TASK INPUT:
◇ ◇ ◇ ◇ ◇ ◇ ◇

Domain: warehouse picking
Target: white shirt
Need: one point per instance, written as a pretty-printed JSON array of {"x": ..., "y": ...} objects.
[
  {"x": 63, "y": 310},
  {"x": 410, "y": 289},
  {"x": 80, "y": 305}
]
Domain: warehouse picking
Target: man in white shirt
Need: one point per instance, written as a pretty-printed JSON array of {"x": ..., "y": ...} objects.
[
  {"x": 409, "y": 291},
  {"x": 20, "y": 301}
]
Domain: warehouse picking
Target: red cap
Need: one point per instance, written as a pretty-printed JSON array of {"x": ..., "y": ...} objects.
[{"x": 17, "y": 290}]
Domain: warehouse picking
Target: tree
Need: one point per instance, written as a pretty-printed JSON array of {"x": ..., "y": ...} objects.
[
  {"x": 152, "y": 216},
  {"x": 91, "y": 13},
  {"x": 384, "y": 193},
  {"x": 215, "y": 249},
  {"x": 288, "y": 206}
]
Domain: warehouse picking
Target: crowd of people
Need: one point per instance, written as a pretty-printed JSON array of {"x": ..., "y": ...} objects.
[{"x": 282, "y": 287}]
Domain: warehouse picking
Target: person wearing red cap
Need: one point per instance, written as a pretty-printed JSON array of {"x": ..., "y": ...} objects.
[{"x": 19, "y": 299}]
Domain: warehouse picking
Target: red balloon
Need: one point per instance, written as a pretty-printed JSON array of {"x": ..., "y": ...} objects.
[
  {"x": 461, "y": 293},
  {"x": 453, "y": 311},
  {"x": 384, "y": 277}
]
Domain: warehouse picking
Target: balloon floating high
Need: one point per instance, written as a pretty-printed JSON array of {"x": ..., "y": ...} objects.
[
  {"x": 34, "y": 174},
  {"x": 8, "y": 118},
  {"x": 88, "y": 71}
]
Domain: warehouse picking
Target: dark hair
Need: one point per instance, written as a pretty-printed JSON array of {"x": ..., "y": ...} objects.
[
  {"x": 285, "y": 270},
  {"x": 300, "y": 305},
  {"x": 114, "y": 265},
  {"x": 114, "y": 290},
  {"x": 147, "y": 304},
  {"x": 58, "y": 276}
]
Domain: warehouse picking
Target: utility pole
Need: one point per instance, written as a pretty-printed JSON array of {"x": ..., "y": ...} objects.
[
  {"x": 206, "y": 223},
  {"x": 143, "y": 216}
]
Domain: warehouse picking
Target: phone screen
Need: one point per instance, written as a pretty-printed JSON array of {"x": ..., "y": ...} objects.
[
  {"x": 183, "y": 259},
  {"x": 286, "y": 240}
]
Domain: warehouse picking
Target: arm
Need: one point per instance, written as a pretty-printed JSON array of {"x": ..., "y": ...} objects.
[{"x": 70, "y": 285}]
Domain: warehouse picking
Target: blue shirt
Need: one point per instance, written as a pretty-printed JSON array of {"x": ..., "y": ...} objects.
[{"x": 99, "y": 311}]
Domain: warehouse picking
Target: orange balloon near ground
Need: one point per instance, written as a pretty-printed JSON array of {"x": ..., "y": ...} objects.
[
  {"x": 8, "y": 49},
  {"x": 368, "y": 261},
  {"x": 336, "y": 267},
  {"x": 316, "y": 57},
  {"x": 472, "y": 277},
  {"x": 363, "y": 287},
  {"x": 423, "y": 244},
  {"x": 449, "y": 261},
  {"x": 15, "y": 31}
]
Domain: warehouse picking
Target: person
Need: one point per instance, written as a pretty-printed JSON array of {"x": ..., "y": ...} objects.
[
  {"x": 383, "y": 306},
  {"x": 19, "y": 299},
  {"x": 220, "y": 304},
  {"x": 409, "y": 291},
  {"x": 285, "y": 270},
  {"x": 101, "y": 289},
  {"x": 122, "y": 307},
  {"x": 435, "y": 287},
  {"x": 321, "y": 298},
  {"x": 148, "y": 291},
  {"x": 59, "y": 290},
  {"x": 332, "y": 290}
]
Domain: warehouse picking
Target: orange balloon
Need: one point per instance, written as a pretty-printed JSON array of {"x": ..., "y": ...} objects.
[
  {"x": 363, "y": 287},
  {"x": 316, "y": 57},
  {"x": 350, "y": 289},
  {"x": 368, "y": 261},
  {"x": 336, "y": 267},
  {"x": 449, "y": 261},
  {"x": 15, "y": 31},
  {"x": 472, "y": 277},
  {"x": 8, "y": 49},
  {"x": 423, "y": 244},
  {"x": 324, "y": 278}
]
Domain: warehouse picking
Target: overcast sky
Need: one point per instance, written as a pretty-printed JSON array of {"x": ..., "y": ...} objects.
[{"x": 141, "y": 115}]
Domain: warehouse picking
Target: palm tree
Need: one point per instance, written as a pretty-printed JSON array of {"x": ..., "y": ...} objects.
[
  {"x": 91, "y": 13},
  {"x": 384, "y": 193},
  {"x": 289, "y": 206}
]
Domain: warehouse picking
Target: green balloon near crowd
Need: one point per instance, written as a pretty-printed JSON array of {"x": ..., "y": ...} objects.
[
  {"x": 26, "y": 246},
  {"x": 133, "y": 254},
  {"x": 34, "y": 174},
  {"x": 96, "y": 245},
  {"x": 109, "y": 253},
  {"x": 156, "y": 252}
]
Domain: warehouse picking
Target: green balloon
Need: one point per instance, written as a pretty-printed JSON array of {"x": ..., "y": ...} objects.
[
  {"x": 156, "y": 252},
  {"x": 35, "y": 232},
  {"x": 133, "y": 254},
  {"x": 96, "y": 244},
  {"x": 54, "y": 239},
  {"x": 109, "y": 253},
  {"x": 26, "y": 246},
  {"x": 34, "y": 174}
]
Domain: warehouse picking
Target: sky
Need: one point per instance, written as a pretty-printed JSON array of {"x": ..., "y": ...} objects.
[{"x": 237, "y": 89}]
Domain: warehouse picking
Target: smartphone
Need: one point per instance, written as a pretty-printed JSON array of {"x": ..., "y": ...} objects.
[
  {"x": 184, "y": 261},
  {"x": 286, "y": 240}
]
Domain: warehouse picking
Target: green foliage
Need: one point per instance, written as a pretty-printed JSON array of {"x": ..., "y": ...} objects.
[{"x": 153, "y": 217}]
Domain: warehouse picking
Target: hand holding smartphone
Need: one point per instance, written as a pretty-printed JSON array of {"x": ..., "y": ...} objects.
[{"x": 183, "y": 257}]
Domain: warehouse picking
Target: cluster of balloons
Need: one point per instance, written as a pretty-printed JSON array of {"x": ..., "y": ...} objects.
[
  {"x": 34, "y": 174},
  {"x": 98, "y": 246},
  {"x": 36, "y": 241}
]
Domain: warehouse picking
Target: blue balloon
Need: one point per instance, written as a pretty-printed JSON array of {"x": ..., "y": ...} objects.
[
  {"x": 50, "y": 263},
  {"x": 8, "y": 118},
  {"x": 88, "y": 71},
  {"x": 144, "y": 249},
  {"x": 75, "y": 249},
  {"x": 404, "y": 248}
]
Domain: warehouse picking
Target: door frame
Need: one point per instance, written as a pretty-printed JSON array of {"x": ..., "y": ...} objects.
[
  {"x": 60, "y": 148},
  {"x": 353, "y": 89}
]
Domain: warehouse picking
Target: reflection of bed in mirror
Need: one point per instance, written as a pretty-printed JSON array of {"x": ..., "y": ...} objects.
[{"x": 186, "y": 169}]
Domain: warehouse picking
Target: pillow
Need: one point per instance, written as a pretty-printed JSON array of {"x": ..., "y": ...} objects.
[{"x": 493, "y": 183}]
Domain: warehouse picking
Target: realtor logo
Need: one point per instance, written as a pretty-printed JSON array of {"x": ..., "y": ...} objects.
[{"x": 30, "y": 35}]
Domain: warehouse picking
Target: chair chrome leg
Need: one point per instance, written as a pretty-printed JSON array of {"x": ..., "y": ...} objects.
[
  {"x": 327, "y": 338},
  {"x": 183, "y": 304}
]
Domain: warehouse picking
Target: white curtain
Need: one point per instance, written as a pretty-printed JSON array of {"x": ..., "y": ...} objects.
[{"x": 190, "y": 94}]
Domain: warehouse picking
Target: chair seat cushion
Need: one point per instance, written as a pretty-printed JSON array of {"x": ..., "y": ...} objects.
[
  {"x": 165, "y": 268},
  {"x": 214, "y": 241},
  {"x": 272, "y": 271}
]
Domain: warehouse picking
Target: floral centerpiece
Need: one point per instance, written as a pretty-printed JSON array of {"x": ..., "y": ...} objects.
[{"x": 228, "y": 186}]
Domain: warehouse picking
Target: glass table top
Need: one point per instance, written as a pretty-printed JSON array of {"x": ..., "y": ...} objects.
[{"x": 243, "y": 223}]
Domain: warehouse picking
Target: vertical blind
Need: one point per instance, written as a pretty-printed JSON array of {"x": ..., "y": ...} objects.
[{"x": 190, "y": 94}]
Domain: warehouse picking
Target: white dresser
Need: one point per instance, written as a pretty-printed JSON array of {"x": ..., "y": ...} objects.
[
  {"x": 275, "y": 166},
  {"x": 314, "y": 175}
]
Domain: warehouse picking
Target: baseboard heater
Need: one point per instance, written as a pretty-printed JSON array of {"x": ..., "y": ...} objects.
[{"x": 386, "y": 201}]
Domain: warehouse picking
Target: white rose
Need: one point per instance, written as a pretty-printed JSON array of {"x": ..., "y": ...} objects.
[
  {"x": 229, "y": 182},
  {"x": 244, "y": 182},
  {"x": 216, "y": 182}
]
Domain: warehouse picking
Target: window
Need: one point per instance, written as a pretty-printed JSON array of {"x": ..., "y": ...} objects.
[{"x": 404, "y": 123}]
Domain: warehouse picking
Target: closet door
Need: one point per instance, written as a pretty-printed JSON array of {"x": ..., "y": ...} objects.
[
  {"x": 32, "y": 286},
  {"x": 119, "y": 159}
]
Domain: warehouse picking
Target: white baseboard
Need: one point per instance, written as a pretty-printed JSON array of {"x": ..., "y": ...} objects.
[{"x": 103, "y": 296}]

◇ ◇ ◇ ◇ ◇ ◇ ◇

YOUR OBJECTIVE:
List every line of the records above that contains the word "chair".

RESULT:
Target: chair chrome leg
Target: chair seat cushion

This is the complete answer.